## [Text extract]
## BEGIN

6. CONFIDENTIAL INFORMATION AND PROPERTY
6.1 Executive acknowledges that as the Chairman of the Board and in any other position the Executive may hold, a relationship of confidence, trust and fiduciary obligation is created between Executive and the Company, and Executive will acquire information about certain matters and things which are confidential to the Company, and which information is the exclusive property of the Company including:
(a) | financial statements, financial books and records, reserve reports and estimates and other related information; | |
(b) | information concerning products, pricing, sales and marketing policies, techniques and concepts, including costing information, in respect of products and services provided or to be provided by Executive; | |
(c) | lists of present and prospective clients and related information, including names and addresses, borrowing habits and preferences of present and prospective clients of the Company; | |
(d) | purchasing information, including the names and addresses of present and prospective suppliers of the Company and prices charged by such suppliers; | |
(e) | computer systems, computer programs, data, software, system documentation, designs, manuals, databases; | |
(f) | trade secrets; and | |
(g) | any other materials or information related to the personnel, business operations, financing or activities of the Company which are not generally known to others engaged in similar businesses or activities, (collectively, “Confidential Information”) |
6.2 Executive acknowledges and agrees that the Confidential Information could be used to the detriment of the Company. Accordingly, Executive agrees and undertakes not to disclose Confidential Information to any third party either during the term of his engagement except as may be necessary in the proper discharge of his employment, or after the term of his engagement, however caused, except with the written permission of the Company.
6.3 Executive understands and agrees that all items of any and every nature or kind created by Executive pursuant to Executive’s employment under this Agreement or furnished by the Company to Executive, and all equipment, automobiles, credit cards, books, records, reports, files, manuals and any other documents and confidential information shall remain and be considered the exclusive property of the Company at all times, and shall be returned and shall be returned to the Company in good condition promptly on the termination of this Agreement, for any reason.
7. NON-COMPETITION
7.1 Executive also acknowledges that, by reason of his employment, Executive will continue to receive the value and advantage of special training, skills and expert knowledge and experience of and contacts with customers of the Company and other employees of the Company who are engaged in the business of the Company.
7.2 Executive further acknowledges that, in the course of employment, Executive will be assigned duties that will give him knowledge of confidential and proprietary information which relates to the conduct and details of the Company’s business and which will result in irreparable harm or injury to the Company which could not be adequately compensated by monetary damages if Executive should enter into the employment of a business which is the same as, or competitive with, the business of the Company, or should Executive enter into the business of the Company.

## END

## [Source excerpt]

## BEGIN

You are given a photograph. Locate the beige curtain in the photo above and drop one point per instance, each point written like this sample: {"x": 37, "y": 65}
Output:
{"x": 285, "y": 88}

## END

## [Task to carry out]
Continue the executive employment agreement from its final sentence, picking up in clause 7 on non-competition.

## [Answer to the exercise]
7.3 Executive shall not commence, engage in, or participate in any business competitive with the business of the Company either directly or indirectly, either as individual or as a partner or joint venturer or as an employee, principal, consultant, agent, shareholder, officer, director or representative for any person, association, organization, or in any manner for a period of six months following the termination of his employment with the Company for any reason.
7.4 Executive acknowledges and agrees that without prejudice to any and all other rights of the Company, in the event of his violation of any of the covenants contained in Sections 6 and 7, an injunction or other like remedy, including an interim injunction, will be a reasonable and effective remedy to protect the Company’s rights and property.
8. SUCCESSORS AND PERSONAL REPRESENTATIVES
8.1 This Agreement shall enure to the benefit of and be enforceable by the personal or legal representatives, executors, administrators, successors, assigns and heirs of the parties hereto.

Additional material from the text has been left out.